=== Listed entries ===

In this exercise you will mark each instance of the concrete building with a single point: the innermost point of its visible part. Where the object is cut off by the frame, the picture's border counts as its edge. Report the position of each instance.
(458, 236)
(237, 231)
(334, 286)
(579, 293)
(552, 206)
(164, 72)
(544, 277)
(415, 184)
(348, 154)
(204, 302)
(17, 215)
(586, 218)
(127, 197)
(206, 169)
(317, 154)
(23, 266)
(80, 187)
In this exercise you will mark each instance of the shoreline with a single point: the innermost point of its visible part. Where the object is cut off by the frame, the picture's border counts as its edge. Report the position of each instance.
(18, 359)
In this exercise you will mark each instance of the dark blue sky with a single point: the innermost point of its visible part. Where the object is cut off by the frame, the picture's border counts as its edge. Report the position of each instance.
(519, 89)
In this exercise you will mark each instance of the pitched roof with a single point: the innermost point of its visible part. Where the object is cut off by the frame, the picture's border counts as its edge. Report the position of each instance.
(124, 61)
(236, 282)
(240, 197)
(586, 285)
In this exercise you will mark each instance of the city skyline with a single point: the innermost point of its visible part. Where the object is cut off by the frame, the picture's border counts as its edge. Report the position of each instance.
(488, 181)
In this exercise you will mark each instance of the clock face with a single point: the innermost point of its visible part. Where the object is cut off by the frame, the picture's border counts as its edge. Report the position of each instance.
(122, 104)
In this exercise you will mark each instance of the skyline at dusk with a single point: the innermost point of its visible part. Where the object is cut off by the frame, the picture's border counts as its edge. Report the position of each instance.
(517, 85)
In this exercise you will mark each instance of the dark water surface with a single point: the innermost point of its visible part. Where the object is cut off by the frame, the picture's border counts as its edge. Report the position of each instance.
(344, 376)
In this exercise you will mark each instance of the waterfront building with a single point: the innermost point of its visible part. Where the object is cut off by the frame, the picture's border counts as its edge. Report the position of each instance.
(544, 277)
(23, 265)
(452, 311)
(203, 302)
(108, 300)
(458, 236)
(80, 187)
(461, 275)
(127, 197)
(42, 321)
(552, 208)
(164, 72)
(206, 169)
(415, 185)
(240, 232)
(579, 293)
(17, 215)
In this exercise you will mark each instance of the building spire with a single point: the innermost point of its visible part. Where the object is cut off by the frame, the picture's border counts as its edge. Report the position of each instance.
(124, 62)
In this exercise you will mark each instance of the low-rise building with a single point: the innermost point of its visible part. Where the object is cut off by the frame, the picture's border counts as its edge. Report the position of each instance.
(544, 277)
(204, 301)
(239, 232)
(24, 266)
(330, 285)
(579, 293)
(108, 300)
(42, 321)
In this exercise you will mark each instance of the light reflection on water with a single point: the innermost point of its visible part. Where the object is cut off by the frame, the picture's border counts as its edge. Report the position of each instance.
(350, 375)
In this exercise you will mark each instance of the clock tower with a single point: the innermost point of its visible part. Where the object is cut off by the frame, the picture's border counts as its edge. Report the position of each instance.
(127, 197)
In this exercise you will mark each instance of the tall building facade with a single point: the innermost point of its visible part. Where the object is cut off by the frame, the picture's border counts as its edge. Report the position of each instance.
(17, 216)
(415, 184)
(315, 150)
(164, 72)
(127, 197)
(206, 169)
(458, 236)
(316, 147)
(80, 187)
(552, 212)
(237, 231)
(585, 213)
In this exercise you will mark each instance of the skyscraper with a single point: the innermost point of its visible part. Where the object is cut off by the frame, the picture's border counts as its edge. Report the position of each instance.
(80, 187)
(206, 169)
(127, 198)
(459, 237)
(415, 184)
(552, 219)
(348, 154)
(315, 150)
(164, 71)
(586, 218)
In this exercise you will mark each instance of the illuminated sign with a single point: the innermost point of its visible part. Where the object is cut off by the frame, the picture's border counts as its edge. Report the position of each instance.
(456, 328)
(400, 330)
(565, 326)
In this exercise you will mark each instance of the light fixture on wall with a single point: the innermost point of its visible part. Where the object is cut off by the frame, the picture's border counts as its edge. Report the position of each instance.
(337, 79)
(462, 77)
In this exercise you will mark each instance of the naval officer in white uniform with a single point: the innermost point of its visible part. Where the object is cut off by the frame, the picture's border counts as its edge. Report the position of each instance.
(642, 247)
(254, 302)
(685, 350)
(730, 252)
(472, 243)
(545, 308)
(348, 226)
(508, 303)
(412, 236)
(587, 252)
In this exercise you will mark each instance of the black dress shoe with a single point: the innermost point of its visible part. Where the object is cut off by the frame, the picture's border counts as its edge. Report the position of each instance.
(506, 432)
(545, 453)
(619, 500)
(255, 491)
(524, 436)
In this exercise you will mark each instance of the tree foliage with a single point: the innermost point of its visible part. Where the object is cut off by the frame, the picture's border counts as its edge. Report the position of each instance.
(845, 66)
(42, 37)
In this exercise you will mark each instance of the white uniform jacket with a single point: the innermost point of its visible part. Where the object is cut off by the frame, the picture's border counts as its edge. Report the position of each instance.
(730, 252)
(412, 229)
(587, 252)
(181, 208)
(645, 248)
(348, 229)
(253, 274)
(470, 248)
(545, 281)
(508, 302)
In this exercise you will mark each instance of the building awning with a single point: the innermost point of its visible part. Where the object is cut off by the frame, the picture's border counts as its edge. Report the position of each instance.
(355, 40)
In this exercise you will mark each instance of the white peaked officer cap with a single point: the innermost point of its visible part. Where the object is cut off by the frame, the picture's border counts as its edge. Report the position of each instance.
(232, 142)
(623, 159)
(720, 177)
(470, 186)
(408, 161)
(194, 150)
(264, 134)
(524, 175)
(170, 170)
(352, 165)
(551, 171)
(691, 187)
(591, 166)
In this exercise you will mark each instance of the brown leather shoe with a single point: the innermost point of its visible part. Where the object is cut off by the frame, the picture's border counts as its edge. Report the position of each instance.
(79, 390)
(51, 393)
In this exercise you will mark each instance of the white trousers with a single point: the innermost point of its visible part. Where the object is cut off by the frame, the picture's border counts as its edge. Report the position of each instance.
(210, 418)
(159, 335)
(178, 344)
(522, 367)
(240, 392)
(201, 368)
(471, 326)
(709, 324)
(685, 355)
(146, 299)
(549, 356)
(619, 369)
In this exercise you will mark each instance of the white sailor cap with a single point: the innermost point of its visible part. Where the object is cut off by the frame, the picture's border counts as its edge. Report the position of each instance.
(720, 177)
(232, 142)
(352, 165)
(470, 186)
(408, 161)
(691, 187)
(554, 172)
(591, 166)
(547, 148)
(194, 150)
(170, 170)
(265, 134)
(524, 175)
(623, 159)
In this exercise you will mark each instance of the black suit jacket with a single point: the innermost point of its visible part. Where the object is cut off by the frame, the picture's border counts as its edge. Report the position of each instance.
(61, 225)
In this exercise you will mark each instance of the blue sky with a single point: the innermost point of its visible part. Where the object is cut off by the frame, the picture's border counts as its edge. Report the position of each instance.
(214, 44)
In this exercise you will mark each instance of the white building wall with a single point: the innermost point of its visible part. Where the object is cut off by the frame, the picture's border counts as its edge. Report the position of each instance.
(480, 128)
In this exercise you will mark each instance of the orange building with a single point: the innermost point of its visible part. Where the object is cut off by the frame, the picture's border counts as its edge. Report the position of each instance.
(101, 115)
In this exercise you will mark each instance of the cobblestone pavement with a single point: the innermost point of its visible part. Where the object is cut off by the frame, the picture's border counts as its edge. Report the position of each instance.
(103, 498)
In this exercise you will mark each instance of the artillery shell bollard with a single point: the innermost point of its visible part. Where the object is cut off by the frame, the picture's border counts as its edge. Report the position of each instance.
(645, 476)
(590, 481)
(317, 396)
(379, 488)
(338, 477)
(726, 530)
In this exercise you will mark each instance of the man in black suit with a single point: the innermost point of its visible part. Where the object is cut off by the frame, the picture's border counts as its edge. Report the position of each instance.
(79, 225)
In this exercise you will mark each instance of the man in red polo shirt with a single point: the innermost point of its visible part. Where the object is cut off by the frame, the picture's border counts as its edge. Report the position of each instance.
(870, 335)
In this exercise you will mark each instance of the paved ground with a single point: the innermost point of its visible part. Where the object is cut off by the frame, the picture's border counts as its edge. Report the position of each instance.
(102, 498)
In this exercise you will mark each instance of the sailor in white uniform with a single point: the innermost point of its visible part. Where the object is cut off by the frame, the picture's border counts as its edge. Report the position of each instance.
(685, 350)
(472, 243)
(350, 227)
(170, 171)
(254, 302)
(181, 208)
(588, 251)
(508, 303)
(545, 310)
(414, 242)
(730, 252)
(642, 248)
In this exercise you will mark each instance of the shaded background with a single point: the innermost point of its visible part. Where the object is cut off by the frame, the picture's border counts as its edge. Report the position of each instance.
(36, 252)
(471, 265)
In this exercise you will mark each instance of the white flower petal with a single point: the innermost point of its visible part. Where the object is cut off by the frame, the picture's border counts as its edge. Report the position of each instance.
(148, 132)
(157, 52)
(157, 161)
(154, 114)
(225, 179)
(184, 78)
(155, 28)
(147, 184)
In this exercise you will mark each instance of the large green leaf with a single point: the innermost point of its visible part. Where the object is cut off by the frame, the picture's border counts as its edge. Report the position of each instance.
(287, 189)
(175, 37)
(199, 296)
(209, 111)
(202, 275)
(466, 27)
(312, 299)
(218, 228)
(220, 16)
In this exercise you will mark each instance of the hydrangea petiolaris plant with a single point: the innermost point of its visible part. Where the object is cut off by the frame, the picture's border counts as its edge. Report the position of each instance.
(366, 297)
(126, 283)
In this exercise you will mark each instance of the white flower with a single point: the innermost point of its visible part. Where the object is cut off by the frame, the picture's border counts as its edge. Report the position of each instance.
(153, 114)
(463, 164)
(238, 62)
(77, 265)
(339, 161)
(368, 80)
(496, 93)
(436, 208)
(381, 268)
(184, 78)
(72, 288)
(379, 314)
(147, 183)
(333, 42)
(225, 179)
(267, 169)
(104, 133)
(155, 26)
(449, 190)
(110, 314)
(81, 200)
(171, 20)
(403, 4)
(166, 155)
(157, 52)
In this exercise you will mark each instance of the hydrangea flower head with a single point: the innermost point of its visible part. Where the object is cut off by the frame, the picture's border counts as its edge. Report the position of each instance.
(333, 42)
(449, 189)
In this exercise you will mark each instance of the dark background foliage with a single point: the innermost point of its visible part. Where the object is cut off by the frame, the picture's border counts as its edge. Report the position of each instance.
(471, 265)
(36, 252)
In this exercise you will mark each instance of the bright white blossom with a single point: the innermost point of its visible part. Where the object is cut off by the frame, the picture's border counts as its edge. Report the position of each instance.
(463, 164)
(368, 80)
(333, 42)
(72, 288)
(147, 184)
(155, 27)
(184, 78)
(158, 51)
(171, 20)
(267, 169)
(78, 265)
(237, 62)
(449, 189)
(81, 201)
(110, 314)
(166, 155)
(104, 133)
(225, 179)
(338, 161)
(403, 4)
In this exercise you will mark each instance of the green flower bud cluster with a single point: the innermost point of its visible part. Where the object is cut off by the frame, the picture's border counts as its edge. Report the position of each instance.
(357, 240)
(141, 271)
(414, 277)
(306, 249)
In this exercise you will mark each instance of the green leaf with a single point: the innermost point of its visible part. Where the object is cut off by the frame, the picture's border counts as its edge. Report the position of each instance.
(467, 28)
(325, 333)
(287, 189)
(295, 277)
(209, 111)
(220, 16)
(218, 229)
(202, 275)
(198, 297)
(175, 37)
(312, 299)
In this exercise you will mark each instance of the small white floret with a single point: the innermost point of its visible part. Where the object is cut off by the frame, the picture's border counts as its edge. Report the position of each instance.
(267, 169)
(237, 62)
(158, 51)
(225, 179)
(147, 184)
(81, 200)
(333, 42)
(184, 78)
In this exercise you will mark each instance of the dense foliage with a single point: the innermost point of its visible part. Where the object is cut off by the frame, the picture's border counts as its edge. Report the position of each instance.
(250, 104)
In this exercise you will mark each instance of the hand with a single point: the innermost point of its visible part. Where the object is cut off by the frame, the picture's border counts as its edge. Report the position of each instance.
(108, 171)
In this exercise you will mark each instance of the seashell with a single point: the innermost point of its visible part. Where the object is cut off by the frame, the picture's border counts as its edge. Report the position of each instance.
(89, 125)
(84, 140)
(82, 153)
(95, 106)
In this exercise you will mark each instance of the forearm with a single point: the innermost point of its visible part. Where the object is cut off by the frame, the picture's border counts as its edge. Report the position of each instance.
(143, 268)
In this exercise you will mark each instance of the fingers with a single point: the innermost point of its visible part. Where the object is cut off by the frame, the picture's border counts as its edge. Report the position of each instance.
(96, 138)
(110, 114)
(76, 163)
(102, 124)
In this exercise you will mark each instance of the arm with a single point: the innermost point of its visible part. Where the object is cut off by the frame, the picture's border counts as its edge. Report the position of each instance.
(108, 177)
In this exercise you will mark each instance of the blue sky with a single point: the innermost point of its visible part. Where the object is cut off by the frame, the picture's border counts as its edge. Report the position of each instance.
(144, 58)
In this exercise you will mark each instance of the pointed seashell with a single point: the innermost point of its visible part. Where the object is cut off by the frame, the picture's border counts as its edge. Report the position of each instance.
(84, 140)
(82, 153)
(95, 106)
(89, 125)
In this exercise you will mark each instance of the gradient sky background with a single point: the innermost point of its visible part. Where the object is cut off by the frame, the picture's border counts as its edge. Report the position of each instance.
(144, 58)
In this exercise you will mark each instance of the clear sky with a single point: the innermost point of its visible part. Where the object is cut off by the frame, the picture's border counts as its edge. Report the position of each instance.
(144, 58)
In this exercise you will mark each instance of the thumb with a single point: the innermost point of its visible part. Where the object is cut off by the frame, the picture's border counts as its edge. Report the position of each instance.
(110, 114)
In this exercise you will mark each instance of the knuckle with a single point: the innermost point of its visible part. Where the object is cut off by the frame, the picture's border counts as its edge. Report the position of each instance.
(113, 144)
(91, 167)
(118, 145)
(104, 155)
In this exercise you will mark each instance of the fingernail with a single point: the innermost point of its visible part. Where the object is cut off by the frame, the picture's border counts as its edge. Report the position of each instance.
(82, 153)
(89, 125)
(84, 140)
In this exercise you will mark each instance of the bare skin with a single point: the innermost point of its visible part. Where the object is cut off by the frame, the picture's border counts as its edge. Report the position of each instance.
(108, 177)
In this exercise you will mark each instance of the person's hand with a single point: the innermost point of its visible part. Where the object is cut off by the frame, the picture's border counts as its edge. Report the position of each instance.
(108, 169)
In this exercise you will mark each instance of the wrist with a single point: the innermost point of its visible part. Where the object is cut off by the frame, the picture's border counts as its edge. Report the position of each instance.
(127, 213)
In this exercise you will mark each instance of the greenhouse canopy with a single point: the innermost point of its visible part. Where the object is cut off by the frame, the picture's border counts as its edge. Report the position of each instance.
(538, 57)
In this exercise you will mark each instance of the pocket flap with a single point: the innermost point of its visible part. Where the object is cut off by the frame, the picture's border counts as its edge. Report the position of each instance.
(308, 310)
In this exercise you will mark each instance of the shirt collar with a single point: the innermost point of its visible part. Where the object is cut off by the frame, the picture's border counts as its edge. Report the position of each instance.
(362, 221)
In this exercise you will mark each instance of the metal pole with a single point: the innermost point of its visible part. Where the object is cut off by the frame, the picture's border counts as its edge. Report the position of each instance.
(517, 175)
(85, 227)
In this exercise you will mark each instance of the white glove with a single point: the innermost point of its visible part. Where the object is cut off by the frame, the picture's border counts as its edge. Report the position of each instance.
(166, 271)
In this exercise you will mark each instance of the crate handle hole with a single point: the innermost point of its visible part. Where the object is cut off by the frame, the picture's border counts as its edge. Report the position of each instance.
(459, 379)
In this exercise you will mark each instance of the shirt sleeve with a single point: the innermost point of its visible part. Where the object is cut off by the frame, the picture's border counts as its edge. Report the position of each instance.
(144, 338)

===

Look above for the line containing "In this exercise you will mark each instance of the crate", then transcribe it and all lines after it through the last, exactly and with nothing else.

Expected answer ▸
In this exercise you will mark each instance of the crate handle hole with a single point: the innermost point of its visible part. Where the object is cut off by the frame, the picture's border counts as its edge. Report the position of each instance.
(459, 379)
In this exercise you will mark each instance of the shirt sleeve with a single point: the innermost point of its visible part. Where the object is cut off by the frame, the picture's border counts as its edge. Report the position of each instance.
(144, 338)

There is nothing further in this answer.